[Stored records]
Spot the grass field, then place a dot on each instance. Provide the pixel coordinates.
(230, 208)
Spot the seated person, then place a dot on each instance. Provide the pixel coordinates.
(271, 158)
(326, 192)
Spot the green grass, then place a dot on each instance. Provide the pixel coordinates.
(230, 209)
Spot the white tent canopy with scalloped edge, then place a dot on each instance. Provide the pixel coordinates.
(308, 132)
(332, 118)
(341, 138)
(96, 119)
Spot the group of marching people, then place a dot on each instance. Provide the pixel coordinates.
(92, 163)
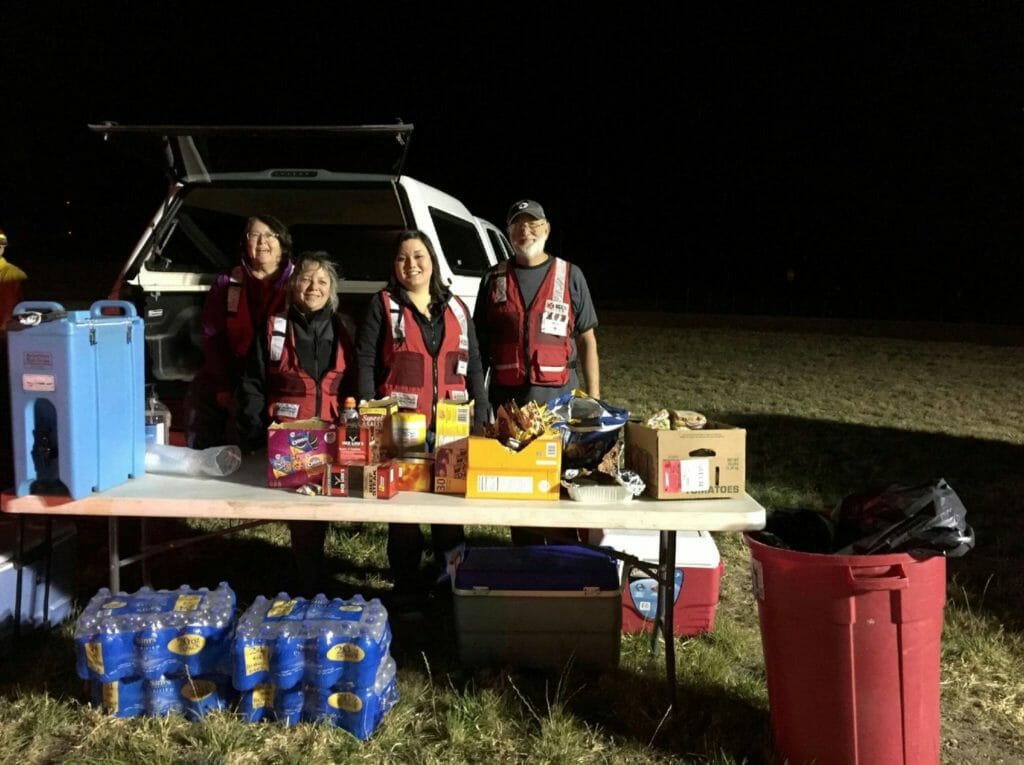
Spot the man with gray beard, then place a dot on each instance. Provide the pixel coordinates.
(535, 323)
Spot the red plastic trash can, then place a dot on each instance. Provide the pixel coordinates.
(852, 648)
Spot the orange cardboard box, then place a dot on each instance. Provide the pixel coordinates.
(453, 420)
(451, 465)
(415, 473)
(498, 472)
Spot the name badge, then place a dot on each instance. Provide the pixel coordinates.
(291, 411)
(407, 400)
(556, 319)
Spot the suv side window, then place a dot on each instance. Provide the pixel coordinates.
(201, 241)
(461, 244)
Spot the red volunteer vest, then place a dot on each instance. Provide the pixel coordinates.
(240, 325)
(409, 378)
(530, 345)
(292, 393)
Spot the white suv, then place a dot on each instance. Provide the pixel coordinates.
(338, 188)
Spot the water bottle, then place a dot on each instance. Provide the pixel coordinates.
(215, 461)
(158, 418)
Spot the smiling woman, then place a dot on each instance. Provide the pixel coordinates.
(301, 367)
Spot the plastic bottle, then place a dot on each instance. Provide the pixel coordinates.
(215, 461)
(350, 420)
(158, 418)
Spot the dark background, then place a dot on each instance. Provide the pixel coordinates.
(796, 160)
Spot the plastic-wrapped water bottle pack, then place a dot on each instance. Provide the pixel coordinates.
(154, 633)
(290, 660)
(321, 642)
(193, 696)
(358, 711)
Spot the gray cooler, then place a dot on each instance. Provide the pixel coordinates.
(540, 606)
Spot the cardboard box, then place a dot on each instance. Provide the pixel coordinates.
(498, 472)
(376, 416)
(62, 556)
(299, 452)
(415, 473)
(453, 420)
(539, 606)
(451, 466)
(688, 464)
(698, 576)
(358, 479)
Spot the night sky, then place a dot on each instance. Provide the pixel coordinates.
(802, 161)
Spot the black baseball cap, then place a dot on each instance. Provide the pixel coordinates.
(525, 207)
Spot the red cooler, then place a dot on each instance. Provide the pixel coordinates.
(852, 650)
(698, 575)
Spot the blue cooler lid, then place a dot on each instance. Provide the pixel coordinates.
(540, 567)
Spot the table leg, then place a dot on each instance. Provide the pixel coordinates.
(114, 560)
(666, 606)
(48, 570)
(143, 547)
(18, 576)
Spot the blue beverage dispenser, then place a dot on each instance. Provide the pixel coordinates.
(77, 385)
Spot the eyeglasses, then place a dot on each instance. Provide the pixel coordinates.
(532, 225)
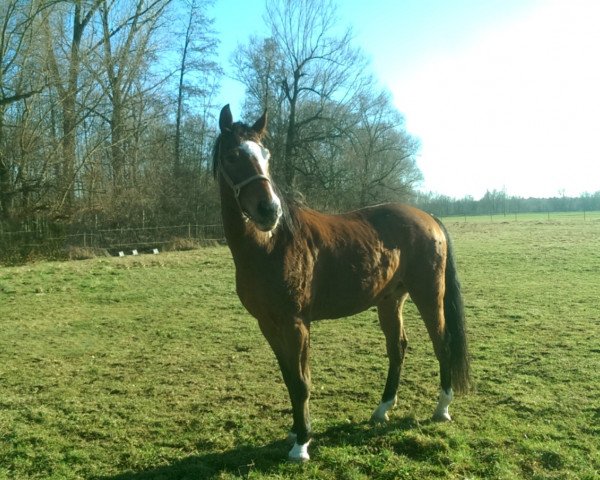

[Your task] Identify every line in the material above that contains the string "cardboard", and copy each of those lines.

[Result for this exercise]
Spot the orange cardboard box, then place a dot on each instance. Provide the pixel coordinates.
Spot the cardboard box, then place a dot on each instance. Provide the pixel coordinates.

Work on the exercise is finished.